**MATERIAL SUPPLIED:**
——————

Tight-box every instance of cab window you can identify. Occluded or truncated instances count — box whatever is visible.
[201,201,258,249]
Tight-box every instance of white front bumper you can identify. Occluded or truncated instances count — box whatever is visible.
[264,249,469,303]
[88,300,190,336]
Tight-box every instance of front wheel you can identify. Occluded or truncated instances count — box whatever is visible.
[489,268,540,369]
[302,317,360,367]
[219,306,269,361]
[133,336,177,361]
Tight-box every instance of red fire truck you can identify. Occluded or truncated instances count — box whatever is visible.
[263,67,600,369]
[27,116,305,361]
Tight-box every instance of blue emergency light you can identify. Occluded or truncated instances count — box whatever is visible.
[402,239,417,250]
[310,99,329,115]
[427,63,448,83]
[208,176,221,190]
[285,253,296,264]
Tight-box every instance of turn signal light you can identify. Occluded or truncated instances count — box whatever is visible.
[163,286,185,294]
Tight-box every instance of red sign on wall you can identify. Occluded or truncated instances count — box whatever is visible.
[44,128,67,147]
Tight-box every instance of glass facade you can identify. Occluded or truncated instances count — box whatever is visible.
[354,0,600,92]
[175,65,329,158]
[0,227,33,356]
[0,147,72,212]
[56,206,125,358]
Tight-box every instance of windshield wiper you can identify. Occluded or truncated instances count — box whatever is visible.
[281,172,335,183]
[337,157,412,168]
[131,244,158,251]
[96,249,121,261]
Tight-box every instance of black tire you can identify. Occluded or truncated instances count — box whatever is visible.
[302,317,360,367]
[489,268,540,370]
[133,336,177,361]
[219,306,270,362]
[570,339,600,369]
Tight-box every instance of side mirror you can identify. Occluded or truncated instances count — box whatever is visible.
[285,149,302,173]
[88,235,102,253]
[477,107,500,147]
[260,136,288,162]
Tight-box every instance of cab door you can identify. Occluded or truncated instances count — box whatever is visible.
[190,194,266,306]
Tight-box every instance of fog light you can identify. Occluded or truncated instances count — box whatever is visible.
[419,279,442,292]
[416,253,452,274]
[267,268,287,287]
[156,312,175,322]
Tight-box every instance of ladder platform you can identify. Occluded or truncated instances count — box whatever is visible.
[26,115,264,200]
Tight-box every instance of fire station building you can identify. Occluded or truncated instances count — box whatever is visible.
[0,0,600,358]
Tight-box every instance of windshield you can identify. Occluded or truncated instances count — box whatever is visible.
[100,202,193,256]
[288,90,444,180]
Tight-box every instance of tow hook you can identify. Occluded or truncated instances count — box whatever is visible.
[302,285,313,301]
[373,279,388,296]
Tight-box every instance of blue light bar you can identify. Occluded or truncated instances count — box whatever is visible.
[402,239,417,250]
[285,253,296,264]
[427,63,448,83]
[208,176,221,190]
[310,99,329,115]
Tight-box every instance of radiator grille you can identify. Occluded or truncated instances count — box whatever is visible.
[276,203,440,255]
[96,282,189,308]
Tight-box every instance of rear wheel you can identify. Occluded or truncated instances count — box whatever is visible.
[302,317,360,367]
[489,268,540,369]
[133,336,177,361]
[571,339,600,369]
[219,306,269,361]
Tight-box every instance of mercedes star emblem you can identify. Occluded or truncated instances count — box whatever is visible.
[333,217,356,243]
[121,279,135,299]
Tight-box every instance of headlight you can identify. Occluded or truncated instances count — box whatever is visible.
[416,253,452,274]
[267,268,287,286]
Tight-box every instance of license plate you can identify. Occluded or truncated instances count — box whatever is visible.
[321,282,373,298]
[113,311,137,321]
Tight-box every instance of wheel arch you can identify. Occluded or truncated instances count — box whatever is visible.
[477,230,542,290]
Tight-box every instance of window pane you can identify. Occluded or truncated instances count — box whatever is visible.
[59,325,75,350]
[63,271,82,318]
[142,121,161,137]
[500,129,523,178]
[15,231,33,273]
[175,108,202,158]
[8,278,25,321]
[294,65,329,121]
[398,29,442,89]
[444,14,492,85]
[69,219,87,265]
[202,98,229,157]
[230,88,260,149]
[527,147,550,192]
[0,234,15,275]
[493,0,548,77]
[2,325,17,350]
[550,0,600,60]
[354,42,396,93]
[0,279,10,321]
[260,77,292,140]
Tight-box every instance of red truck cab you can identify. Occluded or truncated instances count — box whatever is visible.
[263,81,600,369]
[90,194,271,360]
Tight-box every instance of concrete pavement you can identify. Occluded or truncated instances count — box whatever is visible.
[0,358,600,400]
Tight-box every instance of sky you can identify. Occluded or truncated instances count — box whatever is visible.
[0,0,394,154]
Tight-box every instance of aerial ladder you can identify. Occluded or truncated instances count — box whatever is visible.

——————

Convert all of the material above into a JSON list of strings, one string per line, with blank lines left out.

**RIGHT ANSWER:**
[
  "Tight-box every instance of cab window you can identify. Occluded or truncated instances count — box whatever is visible.",
  "[201,201,258,249]",
  "Tight-box every instance of white front bumper you can identify. Occluded or truncated instances count — box whatever is visible.",
  "[264,249,469,303]",
  "[88,300,190,336]",
  "Tight-box every instance of front wheel you can identify. Occluded or truncated instances count — box whatever is visible.",
  "[489,268,540,369]",
  "[302,317,360,367]",
  "[219,306,269,361]",
  "[133,336,177,361]",
  "Tight-box every instance of red fire truck you can identify. Occluded or truncated instances count — box whatever is visible.",
  "[263,67,600,369]",
  "[27,116,305,361]",
  "Tight-box every instance of blue emergency light you can identify. Occluded or truncated instances count — box whatever is visible.",
  "[402,239,417,250]",
  "[310,99,329,115]",
  "[427,63,448,83]",
  "[208,176,221,190]",
  "[285,253,296,264]",
  "Tight-box every instance of turn signal light you can identify. Occluded or truncated instances count — box whatever is visible.",
  "[163,286,185,294]",
  "Tight-box every instance of red sign on wall you can identify. Occluded or truncated instances count — box whatever is visible.",
  "[44,128,67,147]",
  "Tight-box every instance of glass facade you can identify. Occluded or truncated instances count — box whatever is visible.",
  "[354,0,600,92]",
  "[175,65,329,158]",
  "[0,227,33,356]",
  "[0,147,72,212]",
  "[56,206,125,358]",
  "Tight-box every instance of windshield wiper you can identify. Occluded or truncated instances count — box whatever is visible.",
  "[281,172,335,183]",
  "[337,157,412,168]",
  "[131,244,158,251]",
  "[96,249,121,261]",
  "Tight-box every instance of black tire you can identify. Occluded or truncated instances count — box whatever is visible.",
  "[302,317,360,367]",
  "[489,268,540,370]",
  "[133,336,177,361]",
  "[219,306,270,362]",
  "[570,339,600,369]",
  "Tight-box every instance of side mirror you can identify. Occluded or truncated instances count — box whatever is visible.",
  "[285,149,302,173]",
  "[88,235,102,253]",
  "[477,107,500,147]",
  "[260,136,288,162]",
  "Tight-box every instance of cab door you can identify. Occluded or truncated instances count — box whatever is visible.",
  "[190,194,266,306]",
  "Tight-box every instance of fog light you can identify. Occluded or truncated instances count — box whatever is visible.",
  "[419,279,442,292]",
  "[416,253,452,274]",
  "[267,268,287,287]",
  "[156,312,175,322]",
  "Tight-box every instance of ladder platform you can identify. Occluded or truncated instances count — box whatever is visible.",
  "[26,115,264,200]",
  "Tight-box every instance of fire station building you can identify. Occluded or truncated instances count — box whatever is visible.",
  "[0,0,600,358]",
  "Tight-box every instance of windshield you can identify. Occluded or truncated instances count — box whatever is visible.",
  "[100,202,193,256]",
  "[288,90,444,180]",
  "Tight-box every instance of tow hook you can identify. Occluded or truncated instances count — box whatever is visible.",
  "[302,285,313,301]",
  "[373,279,388,296]",
  "Tight-box every instance of blue light bar you can identify. Occluded or truncated instances count — box whatever is visible.",
  "[402,239,417,250]",
  "[285,253,296,264]",
  "[427,63,448,83]",
  "[208,176,221,190]",
  "[310,99,329,115]",
  "Tight-box every instance of radiator grille you can identify. Occluded or truncated instances count — box whatever is visible.",
  "[276,203,440,255]",
  "[96,282,189,308]",
  "Tight-box every instance of rear wheel you can identify. Occluded or truncated instances count — box whatever is visible.",
  "[302,317,360,367]",
  "[489,268,540,369]",
  "[133,336,177,361]",
  "[571,339,600,369]",
  "[219,306,269,361]",
  "Tight-box every instance of mercedes star emblem you can identify. Occluded or truncated instances count — box whatever is visible.",
  "[333,217,356,243]",
  "[121,279,135,299]",
  "Tight-box every instance of headlight you can identify. Occluded or truncated instances count — box whatever is visible.",
  "[416,253,452,274]",
  "[267,268,287,286]",
  "Tight-box every instance of license plate you can identify. Occluded or truncated instances count — box whatever is visible.",
  "[321,282,373,298]",
  "[113,311,137,321]",
  "Tight-box every instance of wheel arch you can identify. Occluded or truncated instances count — box whatever is visible.",
  "[477,230,542,290]",
  "Tight-box every instance of window pane you can identify. Occluded or truncated instances count — box whatever is visible.",
  "[59,325,75,350]",
  "[63,271,82,318]",
  "[142,121,161,137]",
  "[500,129,523,178]",
  "[15,231,33,273]",
  "[175,108,202,158]",
  "[8,278,25,321]",
  "[294,65,329,121]",
  "[398,29,442,89]",
  "[444,14,492,85]",
  "[69,219,87,265]",
  "[202,98,229,157]",
  "[230,88,260,149]",
  "[527,147,550,192]",
  "[0,234,15,275]",
  "[493,0,548,77]",
  "[2,325,17,350]",
  "[550,0,600,60]",
  "[354,42,396,93]",
  "[0,279,10,321]",
  "[260,77,292,140]",
  "Tight-box every instance of red truck cab you can identify. Occluded or truncated instances count — box whatever is visible.",
  "[263,81,600,369]",
  "[90,194,271,360]",
  "Tight-box every instance of concrete pavement you can identify. Occluded or truncated instances count — box whatever is visible.",
  "[0,358,600,400]",
  "Tight-box every instance of sky you can identify. Occluded or truncated instances count — box whatever is visible.",
  "[0,0,394,154]",
  "Tight-box every instance of aerial ladder you can identify. Occluded or truncated instances count — box whatever is visible."
]